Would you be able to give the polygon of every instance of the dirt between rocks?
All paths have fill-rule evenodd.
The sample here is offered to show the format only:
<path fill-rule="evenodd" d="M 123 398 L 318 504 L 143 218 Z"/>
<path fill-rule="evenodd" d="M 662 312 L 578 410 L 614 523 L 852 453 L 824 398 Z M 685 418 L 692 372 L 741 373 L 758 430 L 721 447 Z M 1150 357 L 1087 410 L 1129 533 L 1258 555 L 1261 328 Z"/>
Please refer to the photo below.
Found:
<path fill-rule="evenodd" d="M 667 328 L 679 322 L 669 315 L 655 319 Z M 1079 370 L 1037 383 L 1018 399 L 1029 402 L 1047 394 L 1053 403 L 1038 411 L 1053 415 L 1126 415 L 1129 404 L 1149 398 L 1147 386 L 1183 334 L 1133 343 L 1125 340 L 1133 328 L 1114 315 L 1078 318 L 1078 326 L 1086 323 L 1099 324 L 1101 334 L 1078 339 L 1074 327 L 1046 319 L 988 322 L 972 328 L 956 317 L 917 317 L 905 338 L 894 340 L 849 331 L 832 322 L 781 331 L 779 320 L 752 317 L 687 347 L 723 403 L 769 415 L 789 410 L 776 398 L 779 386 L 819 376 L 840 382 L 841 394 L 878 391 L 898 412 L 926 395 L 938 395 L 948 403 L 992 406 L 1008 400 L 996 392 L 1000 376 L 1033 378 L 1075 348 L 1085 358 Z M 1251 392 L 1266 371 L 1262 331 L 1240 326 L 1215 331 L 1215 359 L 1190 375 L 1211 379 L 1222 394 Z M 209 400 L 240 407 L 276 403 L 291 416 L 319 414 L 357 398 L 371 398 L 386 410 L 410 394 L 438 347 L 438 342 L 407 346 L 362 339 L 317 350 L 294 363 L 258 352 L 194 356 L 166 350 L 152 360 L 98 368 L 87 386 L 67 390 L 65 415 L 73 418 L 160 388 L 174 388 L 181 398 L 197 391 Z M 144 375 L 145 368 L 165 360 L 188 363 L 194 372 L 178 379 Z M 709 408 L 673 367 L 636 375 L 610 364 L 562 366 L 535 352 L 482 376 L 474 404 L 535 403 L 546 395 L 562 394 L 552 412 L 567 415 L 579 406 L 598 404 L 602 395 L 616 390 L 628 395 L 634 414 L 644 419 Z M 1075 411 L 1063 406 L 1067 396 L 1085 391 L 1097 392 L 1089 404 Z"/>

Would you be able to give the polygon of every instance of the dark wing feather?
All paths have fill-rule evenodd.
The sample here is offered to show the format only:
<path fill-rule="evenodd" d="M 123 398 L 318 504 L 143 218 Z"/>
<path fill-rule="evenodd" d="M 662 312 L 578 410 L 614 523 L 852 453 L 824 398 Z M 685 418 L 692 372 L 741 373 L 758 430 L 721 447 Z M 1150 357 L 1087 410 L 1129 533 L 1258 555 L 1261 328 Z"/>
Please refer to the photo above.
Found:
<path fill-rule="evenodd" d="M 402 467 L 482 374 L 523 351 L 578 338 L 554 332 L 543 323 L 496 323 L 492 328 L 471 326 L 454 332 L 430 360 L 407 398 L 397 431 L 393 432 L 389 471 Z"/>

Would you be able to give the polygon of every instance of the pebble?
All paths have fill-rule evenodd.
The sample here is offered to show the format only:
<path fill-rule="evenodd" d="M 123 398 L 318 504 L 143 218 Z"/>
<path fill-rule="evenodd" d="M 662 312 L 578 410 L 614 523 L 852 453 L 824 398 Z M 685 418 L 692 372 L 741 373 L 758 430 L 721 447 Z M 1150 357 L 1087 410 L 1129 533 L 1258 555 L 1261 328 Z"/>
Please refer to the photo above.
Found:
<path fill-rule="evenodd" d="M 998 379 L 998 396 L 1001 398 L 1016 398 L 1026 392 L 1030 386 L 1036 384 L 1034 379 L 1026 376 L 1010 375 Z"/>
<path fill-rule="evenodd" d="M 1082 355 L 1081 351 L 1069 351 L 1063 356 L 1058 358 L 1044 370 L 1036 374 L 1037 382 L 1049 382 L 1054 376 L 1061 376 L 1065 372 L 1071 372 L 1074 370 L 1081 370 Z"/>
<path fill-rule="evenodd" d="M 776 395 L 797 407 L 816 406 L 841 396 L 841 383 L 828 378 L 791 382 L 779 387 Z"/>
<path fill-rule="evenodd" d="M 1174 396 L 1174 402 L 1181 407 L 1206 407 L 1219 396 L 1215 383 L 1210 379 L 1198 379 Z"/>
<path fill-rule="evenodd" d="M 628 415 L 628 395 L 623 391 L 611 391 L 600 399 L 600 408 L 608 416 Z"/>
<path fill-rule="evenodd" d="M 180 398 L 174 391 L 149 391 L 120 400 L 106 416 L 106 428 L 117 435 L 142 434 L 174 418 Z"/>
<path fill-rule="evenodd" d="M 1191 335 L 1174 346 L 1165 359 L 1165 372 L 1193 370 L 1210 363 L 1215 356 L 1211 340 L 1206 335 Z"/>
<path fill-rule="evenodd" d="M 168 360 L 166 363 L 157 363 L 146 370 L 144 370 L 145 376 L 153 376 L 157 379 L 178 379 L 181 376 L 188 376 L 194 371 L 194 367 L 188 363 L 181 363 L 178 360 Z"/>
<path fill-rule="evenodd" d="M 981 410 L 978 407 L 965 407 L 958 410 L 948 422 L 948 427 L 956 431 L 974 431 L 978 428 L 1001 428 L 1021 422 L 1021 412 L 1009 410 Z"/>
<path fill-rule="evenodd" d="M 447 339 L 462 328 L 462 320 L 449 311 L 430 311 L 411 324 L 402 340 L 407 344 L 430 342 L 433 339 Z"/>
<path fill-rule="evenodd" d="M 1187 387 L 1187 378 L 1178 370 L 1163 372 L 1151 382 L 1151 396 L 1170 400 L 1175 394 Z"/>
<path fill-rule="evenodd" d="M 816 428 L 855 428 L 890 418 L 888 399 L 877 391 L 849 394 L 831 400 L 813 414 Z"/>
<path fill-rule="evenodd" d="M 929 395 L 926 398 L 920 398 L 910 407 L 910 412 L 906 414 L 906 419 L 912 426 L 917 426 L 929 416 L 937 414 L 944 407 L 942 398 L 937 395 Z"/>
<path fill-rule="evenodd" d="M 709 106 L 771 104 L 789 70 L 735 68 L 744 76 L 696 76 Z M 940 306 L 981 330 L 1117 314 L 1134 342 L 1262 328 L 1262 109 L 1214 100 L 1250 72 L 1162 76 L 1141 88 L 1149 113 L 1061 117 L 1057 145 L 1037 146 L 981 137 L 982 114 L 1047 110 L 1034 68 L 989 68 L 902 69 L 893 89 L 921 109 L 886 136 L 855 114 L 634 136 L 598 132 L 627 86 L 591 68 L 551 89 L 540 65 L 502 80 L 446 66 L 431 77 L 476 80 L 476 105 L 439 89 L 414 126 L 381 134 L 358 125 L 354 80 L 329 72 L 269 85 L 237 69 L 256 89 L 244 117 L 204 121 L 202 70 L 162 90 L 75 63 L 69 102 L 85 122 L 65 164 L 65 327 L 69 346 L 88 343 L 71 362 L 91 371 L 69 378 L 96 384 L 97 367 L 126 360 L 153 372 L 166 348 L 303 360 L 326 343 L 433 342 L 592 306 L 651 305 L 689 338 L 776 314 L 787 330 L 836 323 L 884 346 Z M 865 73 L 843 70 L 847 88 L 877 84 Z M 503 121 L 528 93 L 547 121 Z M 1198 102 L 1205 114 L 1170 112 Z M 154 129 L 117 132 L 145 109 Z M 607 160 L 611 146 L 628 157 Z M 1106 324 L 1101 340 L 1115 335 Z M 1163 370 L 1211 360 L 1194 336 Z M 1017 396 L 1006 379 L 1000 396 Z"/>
════════════════
Lay out every line of the rows above as a numbered list, leaving out the blank lines.

Result for this task.
1. Would you be able to give the polygon of every instance of the dirt between rocks?
2. All paths have fill-rule evenodd.
3. The sample here is offered to show the format only:
4. <path fill-rule="evenodd" d="M 123 398 L 318 504 L 143 218 Z"/>
5. <path fill-rule="evenodd" d="M 662 312 L 578 410 L 614 523 L 852 453 L 824 398 Z M 685 418 L 692 372 L 741 373 L 758 430 L 721 447 Z M 1150 357 L 1087 410 L 1129 533 L 1258 555 L 1261 328 Z"/>
6. Please refer to the photo below.
7. Found:
8. <path fill-rule="evenodd" d="M 667 328 L 679 322 L 669 315 L 655 319 Z M 1079 370 L 1037 383 L 1018 399 L 1029 402 L 1047 394 L 1053 403 L 1038 411 L 1053 415 L 1126 415 L 1129 404 L 1149 398 L 1147 386 L 1183 334 L 1133 343 L 1125 340 L 1133 328 L 1114 315 L 1078 318 L 1078 326 L 1086 323 L 1099 324 L 1101 334 L 1078 339 L 1074 327 L 1046 319 L 988 322 L 972 328 L 956 317 L 917 317 L 905 338 L 894 340 L 849 331 L 832 322 L 781 331 L 779 320 L 752 317 L 687 347 L 723 403 L 769 415 L 789 410 L 776 398 L 779 386 L 819 376 L 840 382 L 841 394 L 878 391 L 898 412 L 926 395 L 938 395 L 948 403 L 992 406 L 1008 400 L 996 392 L 1000 376 L 1033 378 L 1075 348 L 1085 358 Z M 1251 392 L 1266 371 L 1262 331 L 1240 326 L 1215 331 L 1215 359 L 1190 375 L 1211 379 L 1222 394 Z M 209 400 L 240 407 L 276 403 L 291 416 L 319 414 L 357 398 L 371 398 L 386 410 L 410 394 L 438 347 L 438 342 L 407 346 L 362 339 L 317 350 L 294 363 L 258 352 L 194 356 L 166 350 L 152 360 L 98 368 L 87 386 L 67 390 L 65 415 L 73 418 L 160 388 L 174 388 L 181 398 L 197 391 Z M 144 375 L 145 368 L 165 360 L 188 363 L 194 372 L 178 379 Z M 709 408 L 673 367 L 636 375 L 610 364 L 562 366 L 535 352 L 482 376 L 474 404 L 535 403 L 546 395 L 562 394 L 552 412 L 567 415 L 579 406 L 598 404 L 602 395 L 616 390 L 628 395 L 634 414 L 644 419 Z M 1075 411 L 1063 406 L 1067 396 L 1085 391 L 1097 392 L 1089 404 Z"/>
9. Would you be able to give the polygon of every instance of the dark wing feather?
10. All paths have fill-rule evenodd.
11. The sample here is offered to show the format only:
12. <path fill-rule="evenodd" d="M 123 398 L 318 504 L 143 218 Z"/>
13. <path fill-rule="evenodd" d="M 662 312 L 578 410 L 614 523 L 852 453 L 824 398 Z M 685 418 L 692 372 L 741 373 L 758 430 L 721 447 Z M 1150 357 L 1087 410 L 1129 533 L 1258 555 L 1261 328 Z"/>
14. Please refer to the photo above.
15. Found:
16. <path fill-rule="evenodd" d="M 402 467 L 482 374 L 523 351 L 578 338 L 554 332 L 543 323 L 496 323 L 492 328 L 471 326 L 454 332 L 430 360 L 407 398 L 397 431 L 393 432 L 389 471 Z"/>
17. Would you be able to give the polygon of every instance of the pebble?
18. All paths have fill-rule evenodd.
19. The sample here is offered to show the format only:
20. <path fill-rule="evenodd" d="M 123 398 L 318 504 L 143 218 Z"/>
21. <path fill-rule="evenodd" d="M 662 312 L 578 410 L 614 523 L 852 453 L 824 398 Z M 685 418 L 692 372 L 741 373 L 758 430 L 721 447 Z M 1150 357 L 1087 410 L 1129 533 L 1258 555 L 1261 328 Z"/>
22. Please refer to the photo above.
23. Found:
24. <path fill-rule="evenodd" d="M 998 379 L 998 396 L 1001 398 L 1016 398 L 1026 392 L 1030 386 L 1036 384 L 1034 379 L 1026 376 L 1010 375 Z"/>
25. <path fill-rule="evenodd" d="M 1082 355 L 1081 351 L 1069 351 L 1063 356 L 1058 358 L 1044 370 L 1036 374 L 1037 382 L 1049 382 L 1054 376 L 1061 376 L 1065 372 L 1071 372 L 1074 370 L 1081 370 Z"/>
26. <path fill-rule="evenodd" d="M 776 395 L 797 407 L 816 406 L 841 396 L 841 383 L 828 378 L 791 382 L 779 387 Z"/>
27. <path fill-rule="evenodd" d="M 1174 396 L 1174 402 L 1181 407 L 1206 407 L 1219 396 L 1215 383 L 1210 379 L 1198 379 Z"/>
28. <path fill-rule="evenodd" d="M 628 415 L 628 395 L 623 391 L 611 391 L 600 399 L 600 408 L 608 416 Z"/>
29. <path fill-rule="evenodd" d="M 180 398 L 174 391 L 149 391 L 120 400 L 106 416 L 106 428 L 117 435 L 142 434 L 174 418 Z"/>
30. <path fill-rule="evenodd" d="M 1191 335 L 1174 346 L 1165 359 L 1165 372 L 1193 370 L 1210 363 L 1215 356 L 1211 340 L 1206 335 Z"/>
31. <path fill-rule="evenodd" d="M 168 360 L 166 363 L 157 363 L 146 370 L 144 370 L 145 376 L 153 376 L 157 379 L 178 379 L 181 376 L 188 376 L 194 371 L 194 367 L 188 363 L 181 363 L 178 360 Z"/>
32. <path fill-rule="evenodd" d="M 981 410 L 978 407 L 965 407 L 958 410 L 948 422 L 948 427 L 956 431 L 974 431 L 978 428 L 1001 428 L 1021 422 L 1021 412 L 1009 410 Z"/>
33. <path fill-rule="evenodd" d="M 447 339 L 462 328 L 462 320 L 449 311 L 430 311 L 411 324 L 402 340 L 407 344 L 430 342 L 433 339 Z"/>
34. <path fill-rule="evenodd" d="M 1187 387 L 1187 378 L 1178 370 L 1163 372 L 1151 382 L 1151 396 L 1170 400 L 1175 394 Z"/>
35. <path fill-rule="evenodd" d="M 816 428 L 855 428 L 890 418 L 888 399 L 877 391 L 849 394 L 831 400 L 813 414 Z"/>
36. <path fill-rule="evenodd" d="M 929 395 L 926 398 L 920 398 L 910 407 L 910 412 L 906 414 L 906 419 L 912 426 L 917 426 L 929 416 L 937 414 L 944 407 L 942 398 L 937 395 Z"/>
37. <path fill-rule="evenodd" d="M 709 106 L 771 104 L 789 70 L 735 68 L 744 76 L 696 76 Z M 940 306 L 981 330 L 1117 314 L 1134 342 L 1262 328 L 1262 109 L 1214 100 L 1250 72 L 1162 76 L 1141 88 L 1149 113 L 1061 117 L 1057 145 L 1037 146 L 981 137 L 982 114 L 1047 110 L 1034 68 L 989 68 L 902 69 L 893 89 L 921 109 L 886 136 L 855 114 L 634 136 L 598 132 L 627 86 L 591 68 L 551 89 L 540 65 L 502 80 L 446 66 L 431 77 L 476 80 L 476 105 L 439 89 L 414 126 L 381 134 L 358 125 L 354 80 L 329 72 L 269 85 L 237 69 L 256 89 L 244 117 L 204 121 L 202 70 L 162 90 L 75 63 L 69 102 L 85 122 L 65 164 L 65 327 L 69 346 L 88 343 L 71 362 L 91 371 L 69 378 L 96 384 L 97 367 L 126 360 L 153 372 L 166 348 L 303 360 L 326 343 L 433 342 L 592 306 L 651 305 L 689 338 L 776 314 L 787 330 L 836 323 L 884 346 Z M 865 73 L 843 70 L 847 88 L 877 84 Z M 503 121 L 528 93 L 547 121 Z M 1198 102 L 1205 114 L 1170 112 Z M 154 129 L 117 132 L 145 109 Z M 607 160 L 611 146 L 628 157 Z M 1106 324 L 1101 340 L 1115 335 Z M 1163 370 L 1211 360 L 1194 336 Z M 1017 396 L 1006 379 L 1000 396 Z"/>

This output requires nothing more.